> _DO THIS_
Gather every line in the data items below that contains the word "sedan", and copy each one.

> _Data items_

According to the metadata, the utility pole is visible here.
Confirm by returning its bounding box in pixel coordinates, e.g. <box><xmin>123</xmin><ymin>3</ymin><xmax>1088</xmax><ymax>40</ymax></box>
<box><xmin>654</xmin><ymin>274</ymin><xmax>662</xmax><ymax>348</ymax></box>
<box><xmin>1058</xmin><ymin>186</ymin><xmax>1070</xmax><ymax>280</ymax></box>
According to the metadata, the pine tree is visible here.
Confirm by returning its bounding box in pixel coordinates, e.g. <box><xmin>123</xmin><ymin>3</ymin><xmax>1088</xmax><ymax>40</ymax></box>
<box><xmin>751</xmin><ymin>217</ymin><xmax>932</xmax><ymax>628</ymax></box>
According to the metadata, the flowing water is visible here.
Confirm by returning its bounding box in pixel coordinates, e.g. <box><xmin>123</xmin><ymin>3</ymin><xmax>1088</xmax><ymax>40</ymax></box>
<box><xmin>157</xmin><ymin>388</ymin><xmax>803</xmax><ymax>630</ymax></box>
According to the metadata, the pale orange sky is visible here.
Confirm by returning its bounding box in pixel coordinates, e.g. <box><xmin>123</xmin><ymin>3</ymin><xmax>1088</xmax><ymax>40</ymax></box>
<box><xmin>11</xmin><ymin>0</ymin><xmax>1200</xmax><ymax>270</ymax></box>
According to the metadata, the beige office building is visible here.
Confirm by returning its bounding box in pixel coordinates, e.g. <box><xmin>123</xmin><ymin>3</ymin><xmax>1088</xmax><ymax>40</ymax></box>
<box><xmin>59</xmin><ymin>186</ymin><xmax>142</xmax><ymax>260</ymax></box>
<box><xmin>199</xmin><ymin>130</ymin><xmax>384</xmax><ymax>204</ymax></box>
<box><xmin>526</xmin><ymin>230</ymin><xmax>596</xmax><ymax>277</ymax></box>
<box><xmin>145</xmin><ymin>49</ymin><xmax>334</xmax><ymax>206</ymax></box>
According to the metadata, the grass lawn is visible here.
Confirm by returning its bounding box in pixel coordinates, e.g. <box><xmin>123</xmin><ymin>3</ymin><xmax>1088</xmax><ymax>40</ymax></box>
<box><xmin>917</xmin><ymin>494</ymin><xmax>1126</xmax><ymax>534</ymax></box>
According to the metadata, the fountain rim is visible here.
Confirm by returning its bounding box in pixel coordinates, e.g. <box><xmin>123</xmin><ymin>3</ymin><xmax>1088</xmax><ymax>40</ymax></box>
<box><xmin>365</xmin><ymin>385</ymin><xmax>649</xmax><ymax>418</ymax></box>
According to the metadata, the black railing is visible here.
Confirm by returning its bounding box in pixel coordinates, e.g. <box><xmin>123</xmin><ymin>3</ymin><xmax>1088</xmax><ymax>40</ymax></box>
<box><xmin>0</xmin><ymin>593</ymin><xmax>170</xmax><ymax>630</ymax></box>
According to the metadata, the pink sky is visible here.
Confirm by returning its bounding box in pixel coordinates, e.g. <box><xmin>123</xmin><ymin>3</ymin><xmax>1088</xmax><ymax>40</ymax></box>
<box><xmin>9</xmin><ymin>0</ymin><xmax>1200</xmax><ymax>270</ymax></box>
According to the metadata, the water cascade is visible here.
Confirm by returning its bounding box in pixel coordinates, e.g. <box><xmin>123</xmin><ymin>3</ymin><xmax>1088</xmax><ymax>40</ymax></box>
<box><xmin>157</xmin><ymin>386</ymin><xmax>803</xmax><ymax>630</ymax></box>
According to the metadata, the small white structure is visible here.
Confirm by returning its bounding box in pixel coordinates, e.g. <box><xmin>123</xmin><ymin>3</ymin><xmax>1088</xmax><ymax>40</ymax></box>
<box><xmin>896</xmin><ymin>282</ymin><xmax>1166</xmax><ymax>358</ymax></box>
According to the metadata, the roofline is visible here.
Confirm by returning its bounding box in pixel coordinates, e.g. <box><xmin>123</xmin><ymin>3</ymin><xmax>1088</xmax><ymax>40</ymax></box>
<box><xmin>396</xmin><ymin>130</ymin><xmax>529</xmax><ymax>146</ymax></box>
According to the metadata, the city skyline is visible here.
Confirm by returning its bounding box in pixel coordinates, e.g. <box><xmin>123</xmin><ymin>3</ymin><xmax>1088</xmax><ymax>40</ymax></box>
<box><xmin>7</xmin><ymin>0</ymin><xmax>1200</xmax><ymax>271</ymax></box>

---

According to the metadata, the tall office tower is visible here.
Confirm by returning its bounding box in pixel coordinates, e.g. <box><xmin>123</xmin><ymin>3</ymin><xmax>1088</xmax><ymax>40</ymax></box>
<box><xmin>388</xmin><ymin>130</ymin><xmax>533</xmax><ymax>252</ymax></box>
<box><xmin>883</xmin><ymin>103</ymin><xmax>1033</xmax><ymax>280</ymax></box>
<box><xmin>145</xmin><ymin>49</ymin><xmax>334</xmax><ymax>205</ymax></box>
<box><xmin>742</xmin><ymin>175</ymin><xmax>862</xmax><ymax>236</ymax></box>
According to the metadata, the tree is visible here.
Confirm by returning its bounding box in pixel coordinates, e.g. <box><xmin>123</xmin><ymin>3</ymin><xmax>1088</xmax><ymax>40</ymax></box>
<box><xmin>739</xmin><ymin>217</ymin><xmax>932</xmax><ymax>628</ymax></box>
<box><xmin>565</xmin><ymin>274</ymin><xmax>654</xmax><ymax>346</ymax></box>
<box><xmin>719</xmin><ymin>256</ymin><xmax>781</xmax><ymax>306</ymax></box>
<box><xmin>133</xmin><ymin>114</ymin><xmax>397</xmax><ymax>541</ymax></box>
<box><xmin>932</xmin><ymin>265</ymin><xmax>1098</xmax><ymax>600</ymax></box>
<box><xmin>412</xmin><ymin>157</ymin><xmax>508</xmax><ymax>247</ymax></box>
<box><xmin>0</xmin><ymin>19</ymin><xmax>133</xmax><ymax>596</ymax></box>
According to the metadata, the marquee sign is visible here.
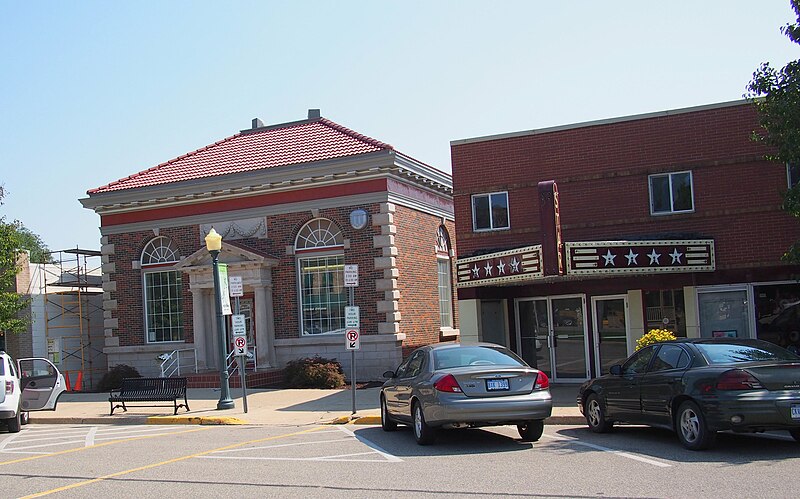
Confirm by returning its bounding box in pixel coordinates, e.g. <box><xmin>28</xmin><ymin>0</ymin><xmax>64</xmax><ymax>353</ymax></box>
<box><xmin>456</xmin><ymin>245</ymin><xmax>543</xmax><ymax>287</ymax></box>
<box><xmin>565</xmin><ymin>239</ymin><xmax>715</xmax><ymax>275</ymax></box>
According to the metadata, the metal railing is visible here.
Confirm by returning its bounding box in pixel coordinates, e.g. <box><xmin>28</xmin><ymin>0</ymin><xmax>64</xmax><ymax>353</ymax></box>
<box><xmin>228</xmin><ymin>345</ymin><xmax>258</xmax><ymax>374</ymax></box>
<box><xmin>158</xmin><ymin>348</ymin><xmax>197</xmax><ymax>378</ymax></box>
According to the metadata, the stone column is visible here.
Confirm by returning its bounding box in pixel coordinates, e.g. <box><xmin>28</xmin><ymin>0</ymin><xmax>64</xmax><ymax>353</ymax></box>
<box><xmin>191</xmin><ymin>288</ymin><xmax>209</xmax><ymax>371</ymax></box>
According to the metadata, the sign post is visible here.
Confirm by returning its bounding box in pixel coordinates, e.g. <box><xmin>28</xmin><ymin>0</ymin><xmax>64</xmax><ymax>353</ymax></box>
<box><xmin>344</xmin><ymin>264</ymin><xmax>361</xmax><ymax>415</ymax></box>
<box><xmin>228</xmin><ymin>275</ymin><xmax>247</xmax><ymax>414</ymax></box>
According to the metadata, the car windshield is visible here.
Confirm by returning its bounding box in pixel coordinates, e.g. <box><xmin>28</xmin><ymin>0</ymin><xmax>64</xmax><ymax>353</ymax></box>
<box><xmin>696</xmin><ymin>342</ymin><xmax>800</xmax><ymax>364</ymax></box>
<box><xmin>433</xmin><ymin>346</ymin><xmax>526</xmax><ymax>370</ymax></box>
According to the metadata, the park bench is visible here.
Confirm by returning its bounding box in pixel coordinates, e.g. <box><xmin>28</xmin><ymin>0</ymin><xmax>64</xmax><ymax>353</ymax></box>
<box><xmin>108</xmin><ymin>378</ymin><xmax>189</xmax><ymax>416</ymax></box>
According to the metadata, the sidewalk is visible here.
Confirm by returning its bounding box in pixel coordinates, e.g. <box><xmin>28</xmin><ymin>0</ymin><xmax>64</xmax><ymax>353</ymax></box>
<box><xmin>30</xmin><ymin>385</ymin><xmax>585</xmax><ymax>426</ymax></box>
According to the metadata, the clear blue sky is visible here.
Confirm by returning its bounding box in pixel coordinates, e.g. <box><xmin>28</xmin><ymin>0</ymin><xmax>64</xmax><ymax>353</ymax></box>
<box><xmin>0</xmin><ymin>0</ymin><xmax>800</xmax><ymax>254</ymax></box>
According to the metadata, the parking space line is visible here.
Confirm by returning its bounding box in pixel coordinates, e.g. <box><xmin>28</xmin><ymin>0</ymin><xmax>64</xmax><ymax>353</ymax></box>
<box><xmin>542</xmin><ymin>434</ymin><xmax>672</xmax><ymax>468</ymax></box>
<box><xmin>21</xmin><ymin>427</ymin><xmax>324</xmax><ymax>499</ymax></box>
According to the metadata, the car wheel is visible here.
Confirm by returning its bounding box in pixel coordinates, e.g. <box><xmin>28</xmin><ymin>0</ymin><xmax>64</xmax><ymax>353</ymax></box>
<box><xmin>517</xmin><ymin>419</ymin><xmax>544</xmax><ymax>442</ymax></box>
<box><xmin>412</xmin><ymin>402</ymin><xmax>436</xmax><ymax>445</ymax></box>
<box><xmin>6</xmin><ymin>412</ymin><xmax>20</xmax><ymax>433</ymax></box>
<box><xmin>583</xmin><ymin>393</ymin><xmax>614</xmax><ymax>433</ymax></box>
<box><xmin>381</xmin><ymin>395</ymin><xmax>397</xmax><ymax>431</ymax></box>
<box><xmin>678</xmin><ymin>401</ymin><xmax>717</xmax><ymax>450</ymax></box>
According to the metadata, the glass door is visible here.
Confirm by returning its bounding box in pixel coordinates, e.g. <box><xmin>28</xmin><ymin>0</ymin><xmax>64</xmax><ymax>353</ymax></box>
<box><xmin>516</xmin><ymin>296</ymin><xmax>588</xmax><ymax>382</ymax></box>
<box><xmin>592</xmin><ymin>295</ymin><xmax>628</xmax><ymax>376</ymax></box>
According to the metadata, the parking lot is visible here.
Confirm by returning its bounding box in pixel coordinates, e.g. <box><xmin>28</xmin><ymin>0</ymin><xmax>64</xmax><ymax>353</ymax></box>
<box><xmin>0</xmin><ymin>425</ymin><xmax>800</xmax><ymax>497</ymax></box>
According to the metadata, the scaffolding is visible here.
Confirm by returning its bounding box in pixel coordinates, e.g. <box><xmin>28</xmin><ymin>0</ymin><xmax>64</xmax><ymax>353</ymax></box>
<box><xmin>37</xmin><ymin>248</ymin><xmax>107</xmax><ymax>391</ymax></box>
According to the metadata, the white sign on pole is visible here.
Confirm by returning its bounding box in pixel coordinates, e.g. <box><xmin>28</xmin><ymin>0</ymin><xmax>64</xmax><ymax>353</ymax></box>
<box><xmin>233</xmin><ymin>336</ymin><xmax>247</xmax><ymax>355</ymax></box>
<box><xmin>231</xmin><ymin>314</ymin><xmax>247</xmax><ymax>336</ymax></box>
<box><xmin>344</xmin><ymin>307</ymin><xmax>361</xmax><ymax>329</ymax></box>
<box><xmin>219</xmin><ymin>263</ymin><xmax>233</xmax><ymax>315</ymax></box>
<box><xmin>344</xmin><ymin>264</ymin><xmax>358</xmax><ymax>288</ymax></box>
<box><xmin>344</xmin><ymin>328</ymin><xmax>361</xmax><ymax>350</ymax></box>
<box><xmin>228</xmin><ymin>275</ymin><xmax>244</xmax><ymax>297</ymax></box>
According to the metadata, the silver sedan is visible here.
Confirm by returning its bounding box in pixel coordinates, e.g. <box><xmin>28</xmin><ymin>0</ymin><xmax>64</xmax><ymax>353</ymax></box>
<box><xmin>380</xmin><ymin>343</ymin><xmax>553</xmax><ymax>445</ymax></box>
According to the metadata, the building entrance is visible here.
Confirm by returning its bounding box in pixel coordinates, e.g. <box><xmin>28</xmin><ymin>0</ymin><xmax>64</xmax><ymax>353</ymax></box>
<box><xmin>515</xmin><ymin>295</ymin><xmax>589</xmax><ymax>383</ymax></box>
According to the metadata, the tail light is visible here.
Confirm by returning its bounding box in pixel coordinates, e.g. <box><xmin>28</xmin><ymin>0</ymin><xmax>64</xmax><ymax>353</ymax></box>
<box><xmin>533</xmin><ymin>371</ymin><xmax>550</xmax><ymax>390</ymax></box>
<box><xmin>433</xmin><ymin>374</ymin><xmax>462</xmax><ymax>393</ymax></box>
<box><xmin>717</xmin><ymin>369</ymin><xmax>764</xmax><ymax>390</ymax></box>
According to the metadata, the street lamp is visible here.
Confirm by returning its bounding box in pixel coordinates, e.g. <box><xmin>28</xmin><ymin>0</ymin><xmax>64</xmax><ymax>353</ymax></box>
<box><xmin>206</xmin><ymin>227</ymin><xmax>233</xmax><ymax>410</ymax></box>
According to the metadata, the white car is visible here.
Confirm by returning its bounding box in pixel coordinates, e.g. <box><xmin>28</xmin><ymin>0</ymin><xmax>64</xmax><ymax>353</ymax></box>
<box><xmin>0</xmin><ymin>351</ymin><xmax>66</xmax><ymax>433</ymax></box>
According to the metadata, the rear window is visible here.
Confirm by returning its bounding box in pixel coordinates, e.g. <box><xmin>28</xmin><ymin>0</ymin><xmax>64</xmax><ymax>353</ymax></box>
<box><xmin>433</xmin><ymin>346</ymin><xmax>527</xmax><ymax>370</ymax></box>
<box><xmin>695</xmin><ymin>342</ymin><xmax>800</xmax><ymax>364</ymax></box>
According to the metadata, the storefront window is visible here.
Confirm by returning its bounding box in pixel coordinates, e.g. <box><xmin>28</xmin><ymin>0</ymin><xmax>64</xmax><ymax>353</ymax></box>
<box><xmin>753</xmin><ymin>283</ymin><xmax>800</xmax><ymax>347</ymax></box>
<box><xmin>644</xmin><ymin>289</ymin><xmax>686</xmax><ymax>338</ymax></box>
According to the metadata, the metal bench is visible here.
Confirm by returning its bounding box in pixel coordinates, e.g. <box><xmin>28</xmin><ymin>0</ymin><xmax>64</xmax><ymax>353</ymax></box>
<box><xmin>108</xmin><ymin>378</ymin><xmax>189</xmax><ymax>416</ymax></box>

...

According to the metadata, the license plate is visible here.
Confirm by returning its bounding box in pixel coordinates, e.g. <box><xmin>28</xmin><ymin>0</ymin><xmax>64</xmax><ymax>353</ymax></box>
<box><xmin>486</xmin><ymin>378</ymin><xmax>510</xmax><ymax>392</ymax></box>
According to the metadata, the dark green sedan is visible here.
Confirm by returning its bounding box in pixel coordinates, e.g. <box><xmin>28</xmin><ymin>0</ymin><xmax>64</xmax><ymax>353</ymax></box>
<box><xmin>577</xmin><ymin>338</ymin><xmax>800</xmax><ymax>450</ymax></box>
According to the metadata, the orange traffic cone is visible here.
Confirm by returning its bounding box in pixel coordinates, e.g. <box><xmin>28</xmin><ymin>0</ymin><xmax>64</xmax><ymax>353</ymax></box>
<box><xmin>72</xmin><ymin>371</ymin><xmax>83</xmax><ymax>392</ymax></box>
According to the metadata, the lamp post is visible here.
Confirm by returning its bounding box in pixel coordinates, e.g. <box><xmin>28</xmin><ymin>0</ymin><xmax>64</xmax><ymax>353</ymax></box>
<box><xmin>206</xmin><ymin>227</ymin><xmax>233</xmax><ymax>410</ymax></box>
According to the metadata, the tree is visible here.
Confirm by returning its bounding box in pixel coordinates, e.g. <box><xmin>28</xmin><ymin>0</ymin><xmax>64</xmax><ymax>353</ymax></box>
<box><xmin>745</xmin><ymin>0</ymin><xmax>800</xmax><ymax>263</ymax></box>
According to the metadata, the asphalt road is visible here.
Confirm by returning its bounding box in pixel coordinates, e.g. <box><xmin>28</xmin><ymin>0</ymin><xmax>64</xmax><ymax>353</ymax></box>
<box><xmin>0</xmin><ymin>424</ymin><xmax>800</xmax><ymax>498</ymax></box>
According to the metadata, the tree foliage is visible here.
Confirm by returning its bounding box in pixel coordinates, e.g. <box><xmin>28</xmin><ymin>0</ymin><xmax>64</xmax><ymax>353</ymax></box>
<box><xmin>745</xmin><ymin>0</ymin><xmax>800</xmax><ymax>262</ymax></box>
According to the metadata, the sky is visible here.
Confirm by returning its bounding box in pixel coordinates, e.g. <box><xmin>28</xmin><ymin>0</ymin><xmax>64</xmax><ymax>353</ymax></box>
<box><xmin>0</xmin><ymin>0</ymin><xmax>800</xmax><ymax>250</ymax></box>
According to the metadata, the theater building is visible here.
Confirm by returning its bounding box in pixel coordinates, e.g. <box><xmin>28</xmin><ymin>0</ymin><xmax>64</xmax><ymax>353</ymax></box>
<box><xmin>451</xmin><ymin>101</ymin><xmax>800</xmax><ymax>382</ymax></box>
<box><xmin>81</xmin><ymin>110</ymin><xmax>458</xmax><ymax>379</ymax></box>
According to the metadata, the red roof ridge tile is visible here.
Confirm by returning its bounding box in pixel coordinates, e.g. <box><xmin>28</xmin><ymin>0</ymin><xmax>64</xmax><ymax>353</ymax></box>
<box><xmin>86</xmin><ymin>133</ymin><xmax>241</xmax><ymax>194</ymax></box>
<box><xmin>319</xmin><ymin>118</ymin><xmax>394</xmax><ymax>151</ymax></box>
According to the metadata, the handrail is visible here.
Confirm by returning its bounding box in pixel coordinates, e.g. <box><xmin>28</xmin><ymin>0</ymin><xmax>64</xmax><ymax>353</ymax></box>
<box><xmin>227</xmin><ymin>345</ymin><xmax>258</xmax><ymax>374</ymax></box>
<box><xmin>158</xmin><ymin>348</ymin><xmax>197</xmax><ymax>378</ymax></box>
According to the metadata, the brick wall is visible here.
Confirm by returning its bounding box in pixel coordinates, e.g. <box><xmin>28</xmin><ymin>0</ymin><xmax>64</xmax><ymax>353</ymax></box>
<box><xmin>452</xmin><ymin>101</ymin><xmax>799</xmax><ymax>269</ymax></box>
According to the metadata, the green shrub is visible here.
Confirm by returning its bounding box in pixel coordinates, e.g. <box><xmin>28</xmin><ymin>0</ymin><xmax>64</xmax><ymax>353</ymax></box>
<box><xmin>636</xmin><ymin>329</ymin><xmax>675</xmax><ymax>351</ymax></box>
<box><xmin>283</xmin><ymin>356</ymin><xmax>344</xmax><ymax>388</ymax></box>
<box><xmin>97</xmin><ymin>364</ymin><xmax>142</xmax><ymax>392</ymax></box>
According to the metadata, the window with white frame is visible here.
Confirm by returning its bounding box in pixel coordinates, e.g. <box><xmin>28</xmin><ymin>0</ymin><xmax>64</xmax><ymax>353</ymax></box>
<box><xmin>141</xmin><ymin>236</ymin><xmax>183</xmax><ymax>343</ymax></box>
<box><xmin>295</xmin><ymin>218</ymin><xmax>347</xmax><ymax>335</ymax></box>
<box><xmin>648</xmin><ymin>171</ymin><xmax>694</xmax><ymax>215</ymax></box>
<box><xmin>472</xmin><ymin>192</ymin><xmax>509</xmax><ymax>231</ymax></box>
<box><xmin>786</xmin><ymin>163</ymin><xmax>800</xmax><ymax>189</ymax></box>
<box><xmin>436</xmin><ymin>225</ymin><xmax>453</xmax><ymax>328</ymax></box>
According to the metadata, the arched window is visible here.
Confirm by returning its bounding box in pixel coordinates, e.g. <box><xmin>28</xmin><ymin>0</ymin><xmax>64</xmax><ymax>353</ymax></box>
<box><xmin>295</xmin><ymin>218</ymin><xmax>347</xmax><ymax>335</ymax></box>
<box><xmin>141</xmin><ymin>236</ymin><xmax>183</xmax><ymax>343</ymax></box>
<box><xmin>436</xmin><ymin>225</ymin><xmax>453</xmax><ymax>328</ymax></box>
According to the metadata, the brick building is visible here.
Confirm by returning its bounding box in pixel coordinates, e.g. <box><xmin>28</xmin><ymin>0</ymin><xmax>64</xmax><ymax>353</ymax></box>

> _ANSWER BELOW_
According to the metadata, the silver sedan is visible here.
According to the metadata, the dark green sedan is visible here.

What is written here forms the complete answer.